Отрывок для чтения>
Князь Пётр Вяземский с видимым удовольствием поместил в свою записную книжку забавную историю про двух неунывающих пиитов:

«Молодости было много, а денег мало. Они везде задолжали, в гостиницах, лавочках, в булочной; нигде ничего в долг им более не отпускали. Один только лавочник, торговавший вареньями, доверчиво отпускал им свой товар; да где-то промыслили они три-четыре бутылки малаги. На этом сладком пропитании продовольствовали они себя несколько дней».

Это, разумеется, не значит, что поэты бедствовали: знатная родня того бы никак не допустила. Дельвиг был из баронов; Боратынскому присылала значительные суммы маменька, тамбовская помещица. Просто друзья никак не хотели обременять себя бытом, отчего порой и жили по-спартански. Молодецких пирушек от этого нисколько не убывало…

В поэме «Пиры», написанной годом позже, воспета бесшабашная разгульная молодость, которой каждый из них заплатил добрую дань.

Ваши задания>
[A] Ответьте на вопросы по отрывку о двух поэтах:
(i) Куда князь Пётр Вяземский поместил историю про двух пиитов?
(ii) Каким товаром торговал единственный лавочник, который продолжал отпускать поэтам в долг?
(iii) Кто присылал Боратынскому значительные суммы?
[B] Перескажите короче абзац отрывка о двух поэтах, который начинается словами «Это, разумеется, не значит», и сохраните его основные факты.
[C] Продолжите отрывок о двух поэтах после его последнего предложения.

Исходные данные>
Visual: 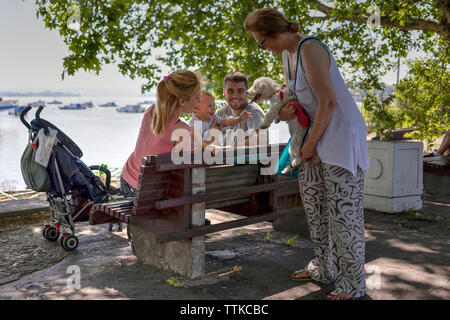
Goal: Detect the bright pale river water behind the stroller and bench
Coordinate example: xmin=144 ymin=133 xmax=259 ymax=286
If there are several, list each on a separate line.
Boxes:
xmin=0 ymin=97 xmax=289 ymax=191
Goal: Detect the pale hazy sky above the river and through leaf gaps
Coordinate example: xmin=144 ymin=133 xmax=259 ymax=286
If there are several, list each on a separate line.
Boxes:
xmin=0 ymin=0 xmax=428 ymax=96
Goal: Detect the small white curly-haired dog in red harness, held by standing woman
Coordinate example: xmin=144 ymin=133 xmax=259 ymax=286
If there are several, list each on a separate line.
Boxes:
xmin=247 ymin=77 xmax=310 ymax=174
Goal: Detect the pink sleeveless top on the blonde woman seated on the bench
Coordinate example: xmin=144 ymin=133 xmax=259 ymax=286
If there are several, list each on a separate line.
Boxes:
xmin=122 ymin=105 xmax=178 ymax=188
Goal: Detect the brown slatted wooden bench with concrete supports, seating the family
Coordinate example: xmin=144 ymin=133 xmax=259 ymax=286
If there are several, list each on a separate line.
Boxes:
xmin=90 ymin=144 xmax=303 ymax=278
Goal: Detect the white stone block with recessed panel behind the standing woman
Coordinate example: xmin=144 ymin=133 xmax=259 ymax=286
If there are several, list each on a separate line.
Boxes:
xmin=364 ymin=140 xmax=423 ymax=212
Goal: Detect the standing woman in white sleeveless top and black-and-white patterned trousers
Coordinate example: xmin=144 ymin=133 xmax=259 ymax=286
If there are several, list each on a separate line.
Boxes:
xmin=244 ymin=8 xmax=369 ymax=300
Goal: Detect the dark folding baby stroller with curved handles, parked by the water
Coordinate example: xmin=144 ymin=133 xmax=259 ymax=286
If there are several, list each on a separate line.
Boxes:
xmin=20 ymin=106 xmax=120 ymax=251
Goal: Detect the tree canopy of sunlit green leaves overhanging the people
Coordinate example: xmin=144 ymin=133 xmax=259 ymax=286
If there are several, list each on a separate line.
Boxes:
xmin=35 ymin=0 xmax=450 ymax=143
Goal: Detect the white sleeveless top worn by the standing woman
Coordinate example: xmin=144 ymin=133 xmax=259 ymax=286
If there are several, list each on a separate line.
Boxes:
xmin=282 ymin=36 xmax=369 ymax=175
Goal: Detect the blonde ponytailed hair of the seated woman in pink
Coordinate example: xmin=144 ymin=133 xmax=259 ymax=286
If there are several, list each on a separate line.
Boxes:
xmin=152 ymin=70 xmax=204 ymax=135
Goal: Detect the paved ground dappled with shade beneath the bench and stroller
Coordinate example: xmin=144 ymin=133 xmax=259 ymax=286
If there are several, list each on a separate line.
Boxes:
xmin=0 ymin=196 xmax=450 ymax=300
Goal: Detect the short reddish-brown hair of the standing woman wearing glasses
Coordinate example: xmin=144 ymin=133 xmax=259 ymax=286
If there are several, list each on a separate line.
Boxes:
xmin=244 ymin=8 xmax=299 ymax=37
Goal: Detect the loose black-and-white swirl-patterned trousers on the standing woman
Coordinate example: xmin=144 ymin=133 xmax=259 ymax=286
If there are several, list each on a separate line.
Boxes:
xmin=299 ymin=156 xmax=365 ymax=298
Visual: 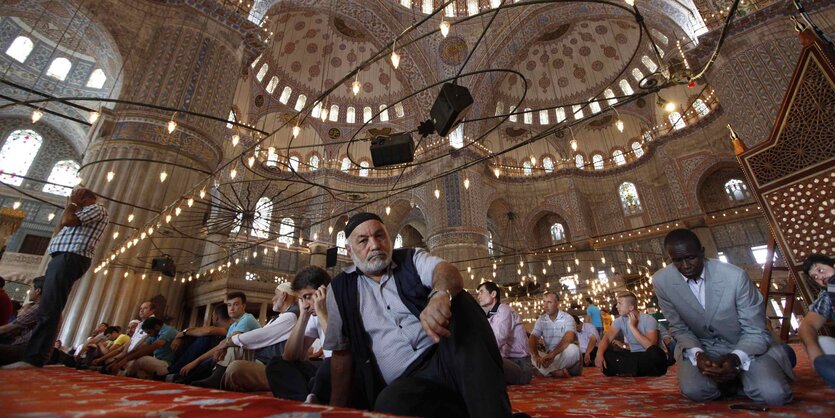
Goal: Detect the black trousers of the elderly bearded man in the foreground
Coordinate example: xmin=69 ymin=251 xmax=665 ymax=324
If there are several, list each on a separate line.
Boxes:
xmin=374 ymin=292 xmax=511 ymax=418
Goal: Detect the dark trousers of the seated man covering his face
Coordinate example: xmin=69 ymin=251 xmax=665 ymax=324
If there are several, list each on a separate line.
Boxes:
xmin=266 ymin=357 xmax=331 ymax=404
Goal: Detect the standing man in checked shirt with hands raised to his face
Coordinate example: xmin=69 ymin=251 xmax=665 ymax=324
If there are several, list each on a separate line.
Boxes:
xmin=6 ymin=188 xmax=108 ymax=368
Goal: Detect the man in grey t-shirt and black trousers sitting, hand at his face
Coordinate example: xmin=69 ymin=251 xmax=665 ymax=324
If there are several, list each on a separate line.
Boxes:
xmin=595 ymin=292 xmax=667 ymax=376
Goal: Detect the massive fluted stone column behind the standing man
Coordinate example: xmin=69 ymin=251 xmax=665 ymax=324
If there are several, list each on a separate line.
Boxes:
xmin=60 ymin=5 xmax=250 ymax=345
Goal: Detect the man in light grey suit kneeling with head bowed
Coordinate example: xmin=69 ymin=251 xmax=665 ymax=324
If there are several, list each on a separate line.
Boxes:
xmin=652 ymin=229 xmax=794 ymax=405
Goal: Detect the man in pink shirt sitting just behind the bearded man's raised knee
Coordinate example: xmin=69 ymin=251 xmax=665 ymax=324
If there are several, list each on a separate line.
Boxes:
xmin=476 ymin=282 xmax=533 ymax=385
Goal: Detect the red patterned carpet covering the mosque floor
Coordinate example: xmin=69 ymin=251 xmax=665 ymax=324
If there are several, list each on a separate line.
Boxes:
xmin=0 ymin=347 xmax=835 ymax=418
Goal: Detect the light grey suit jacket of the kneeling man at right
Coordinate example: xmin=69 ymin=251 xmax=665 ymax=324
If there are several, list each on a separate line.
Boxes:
xmin=652 ymin=259 xmax=794 ymax=378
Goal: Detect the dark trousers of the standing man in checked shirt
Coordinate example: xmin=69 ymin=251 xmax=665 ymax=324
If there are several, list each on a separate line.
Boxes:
xmin=24 ymin=253 xmax=90 ymax=367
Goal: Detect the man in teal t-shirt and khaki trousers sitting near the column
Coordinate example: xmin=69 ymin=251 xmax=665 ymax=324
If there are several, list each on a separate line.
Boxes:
xmin=108 ymin=317 xmax=177 ymax=379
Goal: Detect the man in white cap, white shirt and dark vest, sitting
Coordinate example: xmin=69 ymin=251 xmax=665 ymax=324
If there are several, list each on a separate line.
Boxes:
xmin=219 ymin=283 xmax=299 ymax=392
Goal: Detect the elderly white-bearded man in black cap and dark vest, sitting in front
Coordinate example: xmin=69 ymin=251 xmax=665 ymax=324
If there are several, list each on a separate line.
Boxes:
xmin=324 ymin=213 xmax=511 ymax=417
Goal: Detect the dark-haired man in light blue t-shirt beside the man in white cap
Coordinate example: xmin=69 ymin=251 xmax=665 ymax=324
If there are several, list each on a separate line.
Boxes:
xmin=180 ymin=292 xmax=261 ymax=388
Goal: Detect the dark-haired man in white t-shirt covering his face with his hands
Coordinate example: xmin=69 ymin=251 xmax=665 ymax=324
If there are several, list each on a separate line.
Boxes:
xmin=267 ymin=266 xmax=331 ymax=404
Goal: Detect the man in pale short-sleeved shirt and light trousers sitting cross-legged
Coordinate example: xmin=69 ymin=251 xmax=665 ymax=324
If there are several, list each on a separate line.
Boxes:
xmin=528 ymin=292 xmax=583 ymax=377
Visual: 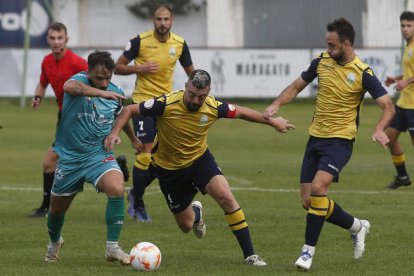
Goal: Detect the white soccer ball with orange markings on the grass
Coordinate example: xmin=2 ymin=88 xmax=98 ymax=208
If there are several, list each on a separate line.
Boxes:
xmin=129 ymin=242 xmax=161 ymax=271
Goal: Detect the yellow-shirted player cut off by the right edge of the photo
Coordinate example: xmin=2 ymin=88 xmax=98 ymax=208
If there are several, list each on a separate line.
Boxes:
xmin=385 ymin=11 xmax=414 ymax=189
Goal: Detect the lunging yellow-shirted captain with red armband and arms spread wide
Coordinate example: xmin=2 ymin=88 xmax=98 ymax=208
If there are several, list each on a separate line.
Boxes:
xmin=105 ymin=69 xmax=294 ymax=266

Ожидаемые ответы>
[A]
(i) В свою записную книжку.
(ii) Вареньями.
(iii) Маменька, тамбовская помещица.

[B] Поэты не бедствовали, потому что знатная родня этого бы не допустила. Дельвиг был из баронов, а Боратынскому присылала деньги мать, тамбовская помещица. Друзья просто не хотели обременять себя бытом и поэтому иногда жили по-спартански, но пирушек у них от этого не убывало.

[C]
Узы сердца и песенного дара скрепили союз поэтов — так назвал Вильгельм Кюхельбекер поэтическое братство, куда вошли кроме него Пушкин, Дельвиг и Боратынский.

Всем четверым — по двадцать лет или около того: духом вольны, блестяще даровиты, умны, образованны — и каждый на взлёте своей судьбы. И все при этом — разные, каждый самобытен по стихам, образу мыслей, характеру..

Так! Не умрёт и наш союз,

Свободный, радостный и гордый,

И в счастье, и в ненастье твёрдый,

Союз любимцев вечных Муз! —

писал восторженный Кюхля в 1820 году в стихотворении «Поэты».

А Боратынский обратил свою поэму «Пиры» к Пушкину и Дельвигу…

Поначалу он пробовал свою лиру лишь в стихах на случай. Альбомные мадригалы, задорные эпиграммы, пока ещё неумелые:

Здесь погребён армейский капитан.

Он честно жил и грешен не во многом:

          Родился пьян и умер пьян,

          Вот весь ответ его пред Богом.

Потом он открывает для себя послания — свободный, искромётный, прихотливый жанр, где всё непосредственно, живо, где лирика мешается с остротами, древний миф соседствует с современностью, пафос — с бытовым разговором.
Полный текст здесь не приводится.